Task to carry out = Please reproduce each of the following items word for word, covering every one of them.

Records =

----------

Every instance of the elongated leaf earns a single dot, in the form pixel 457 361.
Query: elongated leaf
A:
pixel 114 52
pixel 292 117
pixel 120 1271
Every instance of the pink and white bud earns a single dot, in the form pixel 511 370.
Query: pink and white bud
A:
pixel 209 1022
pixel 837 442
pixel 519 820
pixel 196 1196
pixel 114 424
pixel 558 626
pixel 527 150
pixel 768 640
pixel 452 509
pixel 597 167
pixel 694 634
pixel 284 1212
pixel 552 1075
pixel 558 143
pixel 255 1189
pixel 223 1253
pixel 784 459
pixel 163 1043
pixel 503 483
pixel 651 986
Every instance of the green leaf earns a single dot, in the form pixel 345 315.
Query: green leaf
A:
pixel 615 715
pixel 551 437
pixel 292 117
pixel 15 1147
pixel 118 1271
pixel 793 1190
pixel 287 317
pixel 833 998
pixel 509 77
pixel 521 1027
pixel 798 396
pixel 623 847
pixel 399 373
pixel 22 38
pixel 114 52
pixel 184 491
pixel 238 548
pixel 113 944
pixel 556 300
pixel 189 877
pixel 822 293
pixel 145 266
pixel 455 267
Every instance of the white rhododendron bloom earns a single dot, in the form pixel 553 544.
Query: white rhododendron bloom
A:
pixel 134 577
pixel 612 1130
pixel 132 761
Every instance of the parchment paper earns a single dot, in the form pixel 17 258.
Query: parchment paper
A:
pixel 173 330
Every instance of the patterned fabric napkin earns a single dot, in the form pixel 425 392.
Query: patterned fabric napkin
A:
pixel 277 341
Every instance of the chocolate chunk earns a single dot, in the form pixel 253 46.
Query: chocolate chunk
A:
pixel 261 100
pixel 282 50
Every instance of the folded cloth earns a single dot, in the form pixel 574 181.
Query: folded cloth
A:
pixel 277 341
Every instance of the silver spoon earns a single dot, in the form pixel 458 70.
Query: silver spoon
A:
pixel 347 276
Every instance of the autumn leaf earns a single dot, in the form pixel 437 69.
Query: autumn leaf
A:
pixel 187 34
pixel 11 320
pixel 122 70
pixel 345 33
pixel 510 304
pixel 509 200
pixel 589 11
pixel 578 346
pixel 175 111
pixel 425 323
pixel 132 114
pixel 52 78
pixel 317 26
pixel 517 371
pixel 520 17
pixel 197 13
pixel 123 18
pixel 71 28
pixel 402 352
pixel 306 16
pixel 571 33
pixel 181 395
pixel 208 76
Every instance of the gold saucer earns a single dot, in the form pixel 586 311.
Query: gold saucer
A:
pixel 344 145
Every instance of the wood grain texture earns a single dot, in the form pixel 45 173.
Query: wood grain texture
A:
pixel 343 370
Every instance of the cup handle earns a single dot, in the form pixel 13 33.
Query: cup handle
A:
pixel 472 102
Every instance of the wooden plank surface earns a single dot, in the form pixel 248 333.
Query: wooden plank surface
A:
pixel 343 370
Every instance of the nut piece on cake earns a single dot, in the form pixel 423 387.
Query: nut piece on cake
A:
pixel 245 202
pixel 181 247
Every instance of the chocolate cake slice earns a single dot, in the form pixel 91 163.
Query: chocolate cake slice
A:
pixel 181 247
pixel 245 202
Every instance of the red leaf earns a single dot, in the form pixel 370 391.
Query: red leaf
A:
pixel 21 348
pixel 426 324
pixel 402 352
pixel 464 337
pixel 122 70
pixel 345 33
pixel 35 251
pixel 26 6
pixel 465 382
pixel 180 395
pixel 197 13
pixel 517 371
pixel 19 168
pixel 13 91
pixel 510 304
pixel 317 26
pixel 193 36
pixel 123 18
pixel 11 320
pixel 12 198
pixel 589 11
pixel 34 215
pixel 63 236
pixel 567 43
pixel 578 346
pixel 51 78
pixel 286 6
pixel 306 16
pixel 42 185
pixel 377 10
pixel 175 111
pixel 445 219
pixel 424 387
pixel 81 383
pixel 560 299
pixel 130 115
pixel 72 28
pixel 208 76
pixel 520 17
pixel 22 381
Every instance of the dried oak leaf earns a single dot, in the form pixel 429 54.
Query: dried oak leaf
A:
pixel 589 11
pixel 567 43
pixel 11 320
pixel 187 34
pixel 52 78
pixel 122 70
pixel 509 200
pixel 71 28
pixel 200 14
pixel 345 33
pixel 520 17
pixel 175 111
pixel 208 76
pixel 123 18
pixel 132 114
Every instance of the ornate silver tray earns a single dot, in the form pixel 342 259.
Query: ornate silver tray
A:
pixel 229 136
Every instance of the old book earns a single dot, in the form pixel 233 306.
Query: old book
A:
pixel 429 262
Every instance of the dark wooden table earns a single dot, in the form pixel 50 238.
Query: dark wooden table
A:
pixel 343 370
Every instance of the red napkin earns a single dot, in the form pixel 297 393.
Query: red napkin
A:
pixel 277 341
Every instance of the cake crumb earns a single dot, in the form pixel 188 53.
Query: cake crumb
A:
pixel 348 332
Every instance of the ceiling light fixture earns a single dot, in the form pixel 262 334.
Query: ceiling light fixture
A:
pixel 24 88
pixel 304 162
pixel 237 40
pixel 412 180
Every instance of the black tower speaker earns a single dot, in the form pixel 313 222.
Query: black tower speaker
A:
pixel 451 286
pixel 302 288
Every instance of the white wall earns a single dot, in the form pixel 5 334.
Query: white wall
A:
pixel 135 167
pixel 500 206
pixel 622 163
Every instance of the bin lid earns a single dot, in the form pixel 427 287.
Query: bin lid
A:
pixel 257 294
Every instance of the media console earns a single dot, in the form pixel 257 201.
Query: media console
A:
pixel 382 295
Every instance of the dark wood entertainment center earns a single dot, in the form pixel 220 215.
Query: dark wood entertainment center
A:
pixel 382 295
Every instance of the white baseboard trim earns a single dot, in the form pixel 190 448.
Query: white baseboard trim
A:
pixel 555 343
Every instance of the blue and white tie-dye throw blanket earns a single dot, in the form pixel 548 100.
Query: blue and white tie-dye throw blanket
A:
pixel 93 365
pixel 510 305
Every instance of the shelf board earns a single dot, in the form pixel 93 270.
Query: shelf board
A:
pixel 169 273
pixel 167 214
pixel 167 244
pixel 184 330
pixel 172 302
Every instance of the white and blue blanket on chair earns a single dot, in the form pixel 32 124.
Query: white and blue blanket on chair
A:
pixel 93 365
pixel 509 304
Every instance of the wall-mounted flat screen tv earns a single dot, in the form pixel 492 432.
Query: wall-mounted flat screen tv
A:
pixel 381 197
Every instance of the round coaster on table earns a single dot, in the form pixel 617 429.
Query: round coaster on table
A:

----------

Problem solution =
Every instance of the elongated leaf earns a single dot, in the form pixel 457 361.
Query: elongated leaf
A:
pixel 114 52
pixel 292 117
pixel 120 1271
Every instance of the pink and white bud earns a single dot, in the form pixel 511 370.
Query: pink and white bud
A:
pixel 209 1022
pixel 837 442
pixel 519 820
pixel 196 1196
pixel 114 424
pixel 558 626
pixel 527 150
pixel 768 640
pixel 452 509
pixel 597 167
pixel 694 634
pixel 284 1212
pixel 552 1075
pixel 558 143
pixel 255 1189
pixel 223 1253
pixel 784 459
pixel 163 1043
pixel 503 483
pixel 651 986
Every instance of the green leaf earns a single dot, in the form pixel 345 315.
Query: green leaf
A:
pixel 615 715
pixel 551 437
pixel 292 117
pixel 15 1147
pixel 118 1271
pixel 793 1190
pixel 287 317
pixel 833 998
pixel 509 77
pixel 521 1027
pixel 798 396
pixel 623 847
pixel 399 373
pixel 22 38
pixel 114 52
pixel 184 491
pixel 238 548
pixel 113 944
pixel 556 300
pixel 189 877
pixel 822 293
pixel 145 266
pixel 455 267
Every instance of the white rhododendron bloom earns a single dot, in the form pixel 553 544.
Query: white rhododendron bloom
A:
pixel 134 577
pixel 612 1130
pixel 132 761
Every instance of the parchment paper earns a single dot, in the form pixel 17 258.
Query: parchment paper
A:
pixel 173 330
Every instance of the patterned fabric napkin earns a single dot, in the form pixel 425 392.
Query: patterned fabric napkin
A:
pixel 277 341
Every instance of the chocolate chunk earns a single dot, in the form pixel 253 46.
Query: chocolate chunk
A:
pixel 261 100
pixel 282 50
Every instance of the folded cloth earns a single dot, in the form pixel 574 181.
Query: folded cloth
A:
pixel 277 341
Every instance of the silver spoon earns a single dot, in the form pixel 458 70.
Query: silver spoon
A:
pixel 347 276
Every instance of the autumn leaf earns a single dot, in the form pixel 437 69.
Query: autumn leaf
A:
pixel 187 34
pixel 11 320
pixel 122 70
pixel 345 33
pixel 510 304
pixel 509 200
pixel 589 11
pixel 578 346
pixel 175 111
pixel 425 323
pixel 132 114
pixel 52 78
pixel 317 26
pixel 517 371
pixel 520 17
pixel 197 13
pixel 123 18
pixel 71 28
pixel 402 352
pixel 306 16
pixel 571 33
pixel 181 395
pixel 208 76
Every instance of the gold saucer earns a single dot, in the form pixel 586 311.
Query: gold saucer
A:
pixel 344 145
Every instance of the wood grain texture earns a single dot, in the form pixel 45 173.
Query: wood grain texture
A:
pixel 343 370
Every instance of the cup handle earns a single dot, in the form pixel 13 33.
Query: cup handle
A:
pixel 472 102
Every instance of the wooden plank surface earns a single dot, in the form pixel 248 333.
Query: wooden plank surface
A:
pixel 343 370
Every instance of the nut piece on cake earns a single dot, in the form pixel 423 387.
Query: nut piece on cake
A:
pixel 245 202
pixel 181 247
Every instance of the chocolate cake slice earns a single dot, in the form pixel 91 163.
Query: chocolate cake slice
A:
pixel 181 247
pixel 245 202
Every instance of the red leaf earns a single dot, in the form pixel 370 391.
Query: red leaf
A:
pixel 21 348
pixel 426 324
pixel 402 352
pixel 464 337
pixel 122 70
pixel 345 33
pixel 35 251
pixel 26 6
pixel 465 382
pixel 180 395
pixel 197 13
pixel 517 371
pixel 19 168
pixel 13 91
pixel 510 304
pixel 317 26
pixel 193 36
pixel 123 18
pixel 11 320
pixel 12 198
pixel 589 11
pixel 34 215
pixel 63 236
pixel 567 43
pixel 578 346
pixel 51 78
pixel 286 6
pixel 306 16
pixel 42 185
pixel 377 10
pixel 175 111
pixel 445 219
pixel 424 387
pixel 81 383
pixel 560 299
pixel 130 115
pixel 72 28
pixel 208 76
pixel 520 17
pixel 22 381
Every instance of the dried oak leaf earns a single dot, in the form pixel 429 54.
Query: dried oak leaf
A:
pixel 589 11
pixel 567 43
pixel 11 320
pixel 187 34
pixel 52 78
pixel 122 70
pixel 509 200
pixel 71 28
pixel 200 14
pixel 345 33
pixel 520 17
pixel 175 111
pixel 208 76
pixel 123 18
pixel 132 114
Every instance of the ornate silver tray earns a single dot, in the form pixel 342 259.
Query: ornate silver tray
A:
pixel 229 136
Every instance of the old book earns a single dot, in the form pixel 233 306.
Query: old book
A:
pixel 429 262
Every instance of the dark wooden table earns a single dot, in the form pixel 50 238.
Query: dark wooden table
A:
pixel 343 370
Every instance of the red napkin earns a single dot, in the form pixel 297 393.
Query: red napkin
A:
pixel 277 341
Every instance of the cake crumb earns a single dot, in the form pixel 188 53.
Query: cake crumb
A:
pixel 348 332
Every instance of the ceiling light fixture earns a single dot, in the form pixel 262 334.
Query: ceiling light fixture
A:
pixel 24 88
pixel 304 162
pixel 237 40
pixel 412 180
Every instance of the black tower speaker earns a single dot, in the form pixel 313 222.
Query: black tower speaker
A:
pixel 451 286
pixel 302 288
Every instance of the white wall earns a single dot, in the form pixel 5 334.
Query: white wall
A:
pixel 135 167
pixel 500 206
pixel 622 163
Every instance of the bin lid earns a single dot, in the form pixel 427 287.
Query: bin lid
A:
pixel 257 294
Every instance of the media console earns a single dot, in the form pixel 257 201.
Query: media console
A:
pixel 382 295
Every instance of the dark wood entertainment center earns a single dot, in the form pixel 220 215.
Query: dark wood entertainment center
A:
pixel 382 295
Every instance of the white baseboard trim earns a single dot, in the form pixel 190 448.
Query: white baseboard trim
A:
pixel 555 343
Every instance of the blue and white tie-dye throw blanket earns a single dot, in the form pixel 548 100.
Query: blue and white tie-dye throw blanket
A:
pixel 93 365
pixel 510 305
Every instance of the shelf board earns a single dot, in the form pixel 93 270.
Query: shelf board
A:
pixel 169 273
pixel 167 214
pixel 167 244
pixel 184 330
pixel 172 302
Every instance of the white and blue blanket on chair earns a single dot, in the form pixel 32 124.
Query: white and blue blanket on chair
A:
pixel 93 365
pixel 509 304
Every instance of the wall-mounted flat screen tv earns a single dot, in the form pixel 492 432.
Query: wall-mounted flat screen tv
A:
pixel 381 197
Every instance of the round coaster on table earns a single dot, in the form pixel 617 429.
Query: round coaster on table
A:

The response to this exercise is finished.